## Labeled contour entries
"""
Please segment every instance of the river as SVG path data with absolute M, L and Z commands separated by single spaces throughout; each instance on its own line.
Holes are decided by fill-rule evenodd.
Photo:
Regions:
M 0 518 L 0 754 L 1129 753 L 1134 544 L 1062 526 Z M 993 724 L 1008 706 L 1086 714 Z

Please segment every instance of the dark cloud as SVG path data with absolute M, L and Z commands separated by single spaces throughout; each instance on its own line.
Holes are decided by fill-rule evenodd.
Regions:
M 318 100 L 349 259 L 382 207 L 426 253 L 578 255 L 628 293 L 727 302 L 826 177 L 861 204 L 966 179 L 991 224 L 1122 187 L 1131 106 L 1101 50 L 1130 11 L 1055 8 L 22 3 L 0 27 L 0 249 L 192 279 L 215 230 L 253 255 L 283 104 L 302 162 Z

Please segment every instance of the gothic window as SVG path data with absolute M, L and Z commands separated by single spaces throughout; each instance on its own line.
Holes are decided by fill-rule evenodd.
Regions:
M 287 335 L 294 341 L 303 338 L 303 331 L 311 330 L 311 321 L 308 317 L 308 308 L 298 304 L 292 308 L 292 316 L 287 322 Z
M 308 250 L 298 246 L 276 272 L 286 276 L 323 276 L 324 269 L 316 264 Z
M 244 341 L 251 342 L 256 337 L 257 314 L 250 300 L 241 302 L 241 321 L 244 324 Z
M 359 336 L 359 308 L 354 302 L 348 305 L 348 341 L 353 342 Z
"""
## TASK DIRECTIONS
Return the lines of the records starting at the one containing "Please segment every instance of the gothic" and ending at the one containing "M 308 250 L", reproducing them without any change.

## RESULT OF THE TASK
Please segment every instance of the gothic window as SVG path data with absolute M, L and Z commands separated by single spaces throughout; each instance on its own line.
Holes are decided by fill-rule evenodd.
Regions:
M 287 335 L 294 341 L 303 338 L 303 331 L 311 330 L 311 321 L 308 317 L 308 308 L 298 304 L 292 308 L 292 316 L 287 322 Z
M 308 250 L 298 246 L 276 272 L 286 276 L 323 276 L 324 269 L 316 264 Z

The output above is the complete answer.